- Given records:
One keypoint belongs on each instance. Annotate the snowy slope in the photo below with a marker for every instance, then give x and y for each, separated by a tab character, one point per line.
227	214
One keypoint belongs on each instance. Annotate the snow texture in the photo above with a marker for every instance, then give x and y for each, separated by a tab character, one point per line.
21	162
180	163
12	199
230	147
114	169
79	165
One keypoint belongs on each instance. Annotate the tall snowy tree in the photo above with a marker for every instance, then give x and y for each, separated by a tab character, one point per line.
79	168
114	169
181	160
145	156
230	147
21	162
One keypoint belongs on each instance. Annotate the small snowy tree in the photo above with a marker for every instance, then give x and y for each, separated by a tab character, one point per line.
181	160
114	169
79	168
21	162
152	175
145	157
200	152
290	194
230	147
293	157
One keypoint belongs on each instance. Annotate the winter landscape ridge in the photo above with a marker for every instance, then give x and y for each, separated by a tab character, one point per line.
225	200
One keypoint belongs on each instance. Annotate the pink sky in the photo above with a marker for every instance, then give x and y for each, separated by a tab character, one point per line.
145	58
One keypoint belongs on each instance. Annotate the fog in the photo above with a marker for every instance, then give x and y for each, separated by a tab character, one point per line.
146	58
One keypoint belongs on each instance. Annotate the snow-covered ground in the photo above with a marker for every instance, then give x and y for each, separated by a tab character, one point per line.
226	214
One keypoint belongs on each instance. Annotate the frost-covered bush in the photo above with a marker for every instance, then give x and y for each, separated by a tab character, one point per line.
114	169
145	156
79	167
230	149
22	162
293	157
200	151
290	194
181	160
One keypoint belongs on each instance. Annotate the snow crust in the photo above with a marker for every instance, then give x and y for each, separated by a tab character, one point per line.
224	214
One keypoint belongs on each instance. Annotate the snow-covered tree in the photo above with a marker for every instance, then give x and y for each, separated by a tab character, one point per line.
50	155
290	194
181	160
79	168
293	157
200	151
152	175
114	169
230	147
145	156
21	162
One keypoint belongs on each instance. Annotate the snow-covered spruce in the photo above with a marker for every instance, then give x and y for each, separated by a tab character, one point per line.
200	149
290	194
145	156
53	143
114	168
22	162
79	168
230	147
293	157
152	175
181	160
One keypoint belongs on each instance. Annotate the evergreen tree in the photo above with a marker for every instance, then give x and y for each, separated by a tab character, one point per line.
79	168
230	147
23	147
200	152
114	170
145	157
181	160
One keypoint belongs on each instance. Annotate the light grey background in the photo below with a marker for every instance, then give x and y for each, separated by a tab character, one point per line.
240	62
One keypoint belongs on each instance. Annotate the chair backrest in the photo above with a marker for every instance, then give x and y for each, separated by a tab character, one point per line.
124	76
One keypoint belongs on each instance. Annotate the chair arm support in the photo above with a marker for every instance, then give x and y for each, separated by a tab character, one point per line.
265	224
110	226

- The task: Reproduce all of the data above verbatim, line by line, with nothing added or left out.

- Output for this exercise:
One keypoint belongs on each instance. Annotate the snowy slope in the photo below with a marker for every instance, then give x and y for each, separated by a tab character, one point per line.
227	214
One keypoint belongs on each instance. Annotate the snow texture in the photo above with a marker for every instance, then give x and y for each, separated by a tab character, one point per line.
21	162
180	163
12	199
230	147
114	169
79	165
One keypoint belongs on each instance. Annotate the tall snowy tree in the photo above with a marker for every instance, then give x and y for each, separated by a tab character, one point per line.
79	168
114	169
181	160
145	156
230	147
21	162
One keypoint belongs on each instance. Annotate the small snowy tree in the photo above with a marker for every instance, then give x and y for each, separated by a tab character, one point per line.
181	160
114	169
79	168
21	162
152	175
145	157
200	152
290	194
230	147
293	157
One keypoint belongs on each instance. Annotate the winter landscape ridge in the photo above with a marker for every instance, then give x and y for each, separated by a tab character, one point per line.
225	200
One keypoint belongs on each instance. Annotate the pink sky in the photo above with a marker for every instance, then give x and y for each, separated by a tab character, one point per line.
145	58
One keypoint belongs on each instance. Annotate the fog in the photo above with a marker for every instance, then give x and y for each, separated by a tab character, one point per line.
146	58
One keypoint belongs on each instance. Annotate the snow-covered ground in the photo above with a marker for every instance, then give x and y for each, separated by a tab character, one point per line.
226	214
One keypoint belongs on each instance. Annotate the frost-covered bush in the photo above with a marker for every instance, then give x and y for each, separated by a tab character, one point per line.
114	169
145	156
79	167
230	149
22	162
293	157
200	151
290	194
181	160
One keypoint belongs on each instance. Annotate the snow crust in the photo above with a marker for every instance, then give x and y for each, separated by a tab character, one point per line.
224	214
One keypoint belongs on each instance. Annotate the snow-covered tree in the photo above with a marker for every instance, then give x and y for each, separated by a tab character, one point per line.
50	155
290	194
181	160
79	168
293	157
200	151
152	175
114	169
230	147
145	156
21	162
One keypoint belongs on each instance. Annotate the snow-covered spruce in the photo above with a marker for every instance, then give x and y for each, separated by a tab character, one point per line.
200	149
290	194
145	156
53	143
114	168
22	162
79	168
230	147
293	157
152	175
181	160
One keypoint belongs on each instance. Annotate the evergreen tree in the photo above with a marker for every instance, then give x and y for each, separated by a tab character, one point per line.
79	168
230	147
23	147
200	152
114	170
145	157
181	160
One keypoint belongs on each instance. Annotate the light grey background in the photo below with a marker for every instance, then give x and y for each, separated by a tab character, one point per line.
240	62
One keypoint belongs on each instance. Annotate the chair backrest in the photo above with a marker for every instance, then give x and y for each, separated by a tab character, one point per line.
124	76
One keypoint belongs on each instance. Annotate the chair arm support in the photo above with a marker for every instance, then give x and y for each, separated by a tab character, one point per line.
265	224
110	226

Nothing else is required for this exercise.